[[ ENTRIES SUPPLIED open ]]

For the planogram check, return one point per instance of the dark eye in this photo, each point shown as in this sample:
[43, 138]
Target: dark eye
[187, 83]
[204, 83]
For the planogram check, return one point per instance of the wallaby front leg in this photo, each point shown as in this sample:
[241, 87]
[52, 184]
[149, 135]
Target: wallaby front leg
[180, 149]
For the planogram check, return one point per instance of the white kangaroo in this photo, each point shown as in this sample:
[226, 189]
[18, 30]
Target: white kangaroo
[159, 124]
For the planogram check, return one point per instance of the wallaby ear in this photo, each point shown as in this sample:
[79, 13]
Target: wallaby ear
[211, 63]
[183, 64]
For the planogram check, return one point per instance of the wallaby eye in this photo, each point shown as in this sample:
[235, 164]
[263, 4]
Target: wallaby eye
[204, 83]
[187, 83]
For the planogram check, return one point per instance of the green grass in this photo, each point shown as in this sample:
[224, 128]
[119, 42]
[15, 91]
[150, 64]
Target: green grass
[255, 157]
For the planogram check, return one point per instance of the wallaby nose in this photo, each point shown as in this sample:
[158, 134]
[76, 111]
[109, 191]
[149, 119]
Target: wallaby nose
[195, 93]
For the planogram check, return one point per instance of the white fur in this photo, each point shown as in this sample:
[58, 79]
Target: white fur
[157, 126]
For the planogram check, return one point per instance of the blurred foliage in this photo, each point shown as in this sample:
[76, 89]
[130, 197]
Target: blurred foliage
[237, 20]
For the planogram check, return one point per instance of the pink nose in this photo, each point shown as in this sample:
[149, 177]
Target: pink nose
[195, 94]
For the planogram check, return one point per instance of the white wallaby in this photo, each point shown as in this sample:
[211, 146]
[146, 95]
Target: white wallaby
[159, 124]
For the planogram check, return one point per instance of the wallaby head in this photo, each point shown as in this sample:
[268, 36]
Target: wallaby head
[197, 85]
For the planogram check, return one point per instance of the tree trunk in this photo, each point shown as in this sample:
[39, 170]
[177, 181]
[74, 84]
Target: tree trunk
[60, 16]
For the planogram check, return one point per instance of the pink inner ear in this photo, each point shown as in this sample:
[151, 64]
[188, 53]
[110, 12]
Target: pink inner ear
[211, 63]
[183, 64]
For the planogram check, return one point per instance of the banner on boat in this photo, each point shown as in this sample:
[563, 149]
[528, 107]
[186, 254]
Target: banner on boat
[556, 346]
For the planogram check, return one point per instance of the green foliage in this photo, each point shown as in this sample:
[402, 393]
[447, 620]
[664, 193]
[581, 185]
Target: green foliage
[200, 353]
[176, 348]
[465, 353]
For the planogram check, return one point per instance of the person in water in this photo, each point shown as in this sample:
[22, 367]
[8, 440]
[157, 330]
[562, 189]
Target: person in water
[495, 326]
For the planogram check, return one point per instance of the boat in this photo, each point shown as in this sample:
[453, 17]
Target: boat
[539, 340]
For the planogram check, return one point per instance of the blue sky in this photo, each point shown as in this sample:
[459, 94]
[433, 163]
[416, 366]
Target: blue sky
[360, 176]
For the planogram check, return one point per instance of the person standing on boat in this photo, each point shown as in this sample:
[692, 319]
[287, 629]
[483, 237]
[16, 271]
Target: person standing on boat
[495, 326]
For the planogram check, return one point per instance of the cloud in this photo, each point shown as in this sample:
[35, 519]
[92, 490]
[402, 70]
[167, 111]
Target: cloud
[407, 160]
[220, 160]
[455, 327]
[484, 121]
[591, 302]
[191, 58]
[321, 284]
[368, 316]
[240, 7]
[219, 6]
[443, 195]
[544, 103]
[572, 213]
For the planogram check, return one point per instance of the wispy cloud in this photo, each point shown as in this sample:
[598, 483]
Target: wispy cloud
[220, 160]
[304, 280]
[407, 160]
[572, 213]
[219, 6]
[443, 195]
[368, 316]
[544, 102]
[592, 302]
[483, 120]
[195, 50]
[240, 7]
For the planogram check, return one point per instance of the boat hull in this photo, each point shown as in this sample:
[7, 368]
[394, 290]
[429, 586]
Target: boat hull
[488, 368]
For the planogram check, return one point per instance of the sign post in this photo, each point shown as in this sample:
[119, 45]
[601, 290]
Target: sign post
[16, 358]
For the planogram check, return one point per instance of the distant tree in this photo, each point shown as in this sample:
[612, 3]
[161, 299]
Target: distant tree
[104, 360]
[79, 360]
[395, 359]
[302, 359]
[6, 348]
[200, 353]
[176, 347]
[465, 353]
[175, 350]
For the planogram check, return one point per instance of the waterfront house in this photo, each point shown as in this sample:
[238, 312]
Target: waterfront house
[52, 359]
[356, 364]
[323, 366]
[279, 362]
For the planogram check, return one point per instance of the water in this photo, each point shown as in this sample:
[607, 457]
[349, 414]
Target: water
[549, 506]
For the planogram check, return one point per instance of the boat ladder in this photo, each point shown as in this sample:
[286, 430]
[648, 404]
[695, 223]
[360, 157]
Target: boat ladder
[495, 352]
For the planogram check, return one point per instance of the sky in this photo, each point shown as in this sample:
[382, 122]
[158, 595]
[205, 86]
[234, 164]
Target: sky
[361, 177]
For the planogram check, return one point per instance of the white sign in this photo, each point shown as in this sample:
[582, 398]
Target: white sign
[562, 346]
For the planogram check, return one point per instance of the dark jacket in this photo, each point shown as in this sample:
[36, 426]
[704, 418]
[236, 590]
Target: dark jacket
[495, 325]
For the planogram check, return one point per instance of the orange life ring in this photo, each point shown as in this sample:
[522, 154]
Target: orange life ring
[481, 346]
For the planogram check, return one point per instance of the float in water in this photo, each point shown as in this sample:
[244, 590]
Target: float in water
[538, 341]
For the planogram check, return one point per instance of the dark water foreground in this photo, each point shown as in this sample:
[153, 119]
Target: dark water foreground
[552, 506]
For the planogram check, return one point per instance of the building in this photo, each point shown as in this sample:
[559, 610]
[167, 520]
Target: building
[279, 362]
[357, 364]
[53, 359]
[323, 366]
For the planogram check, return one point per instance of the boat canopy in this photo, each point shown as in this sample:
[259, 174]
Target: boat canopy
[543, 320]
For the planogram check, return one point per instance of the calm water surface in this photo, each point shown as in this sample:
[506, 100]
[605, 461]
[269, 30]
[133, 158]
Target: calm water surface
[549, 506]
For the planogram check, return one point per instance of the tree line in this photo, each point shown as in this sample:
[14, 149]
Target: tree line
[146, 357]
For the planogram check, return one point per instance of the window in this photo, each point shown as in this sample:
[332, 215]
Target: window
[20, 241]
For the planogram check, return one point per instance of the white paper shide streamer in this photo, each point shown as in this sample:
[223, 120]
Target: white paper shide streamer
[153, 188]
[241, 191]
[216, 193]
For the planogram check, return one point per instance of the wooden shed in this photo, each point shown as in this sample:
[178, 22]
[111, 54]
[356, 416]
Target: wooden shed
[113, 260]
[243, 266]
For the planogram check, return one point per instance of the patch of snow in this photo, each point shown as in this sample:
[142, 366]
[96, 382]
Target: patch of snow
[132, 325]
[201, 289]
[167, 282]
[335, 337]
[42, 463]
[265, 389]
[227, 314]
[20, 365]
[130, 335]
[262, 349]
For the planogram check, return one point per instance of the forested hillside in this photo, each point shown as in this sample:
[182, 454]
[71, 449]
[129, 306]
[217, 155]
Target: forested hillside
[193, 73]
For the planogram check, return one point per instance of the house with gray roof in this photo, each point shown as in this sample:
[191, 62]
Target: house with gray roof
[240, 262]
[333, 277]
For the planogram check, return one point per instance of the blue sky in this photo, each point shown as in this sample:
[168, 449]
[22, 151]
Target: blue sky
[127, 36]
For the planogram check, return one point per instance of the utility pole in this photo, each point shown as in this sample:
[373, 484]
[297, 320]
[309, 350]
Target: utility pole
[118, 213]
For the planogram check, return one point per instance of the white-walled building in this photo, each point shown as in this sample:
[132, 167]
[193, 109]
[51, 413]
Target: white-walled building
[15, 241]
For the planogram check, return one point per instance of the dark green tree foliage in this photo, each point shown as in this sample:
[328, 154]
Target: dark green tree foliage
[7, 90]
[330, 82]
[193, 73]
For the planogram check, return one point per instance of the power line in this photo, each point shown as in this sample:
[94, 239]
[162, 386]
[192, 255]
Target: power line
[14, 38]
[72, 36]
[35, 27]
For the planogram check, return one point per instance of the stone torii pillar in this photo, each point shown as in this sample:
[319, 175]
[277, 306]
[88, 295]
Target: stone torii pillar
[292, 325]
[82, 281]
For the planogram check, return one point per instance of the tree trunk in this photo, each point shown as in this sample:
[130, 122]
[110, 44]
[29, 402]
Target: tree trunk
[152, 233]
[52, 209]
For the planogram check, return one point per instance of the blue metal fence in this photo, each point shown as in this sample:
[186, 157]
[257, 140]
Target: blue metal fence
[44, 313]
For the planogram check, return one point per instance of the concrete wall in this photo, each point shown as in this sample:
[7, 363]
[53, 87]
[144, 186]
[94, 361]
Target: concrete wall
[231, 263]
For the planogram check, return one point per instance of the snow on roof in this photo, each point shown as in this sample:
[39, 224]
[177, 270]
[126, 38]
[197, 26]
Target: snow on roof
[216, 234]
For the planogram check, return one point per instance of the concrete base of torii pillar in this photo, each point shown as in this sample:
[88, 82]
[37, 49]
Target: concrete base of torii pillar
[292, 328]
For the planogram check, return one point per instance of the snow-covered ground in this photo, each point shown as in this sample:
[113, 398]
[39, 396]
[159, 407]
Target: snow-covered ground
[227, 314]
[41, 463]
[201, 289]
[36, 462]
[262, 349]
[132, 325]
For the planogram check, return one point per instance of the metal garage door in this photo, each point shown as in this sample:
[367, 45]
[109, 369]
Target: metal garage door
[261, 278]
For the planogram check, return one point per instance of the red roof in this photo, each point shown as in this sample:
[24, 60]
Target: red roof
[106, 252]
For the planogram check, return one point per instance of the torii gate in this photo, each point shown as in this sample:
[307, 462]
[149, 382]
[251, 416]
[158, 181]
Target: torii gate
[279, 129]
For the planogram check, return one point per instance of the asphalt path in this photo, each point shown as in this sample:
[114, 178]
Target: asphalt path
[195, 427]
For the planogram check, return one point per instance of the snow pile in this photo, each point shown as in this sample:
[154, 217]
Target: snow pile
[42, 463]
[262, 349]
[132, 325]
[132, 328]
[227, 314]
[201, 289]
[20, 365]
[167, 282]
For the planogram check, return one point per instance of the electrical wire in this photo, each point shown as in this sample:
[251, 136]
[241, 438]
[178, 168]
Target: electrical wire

[[ ENTRIES SUPPLIED closed ]]

**WORK TO BE COMPLETED:** Each line above that includes the word "wire" is to be copied.

**YOUR RESPONSE:**
For the planogram check, return one point per instance of the electrical wire in this photo, each point shown as in this sample:
Target: electrical wire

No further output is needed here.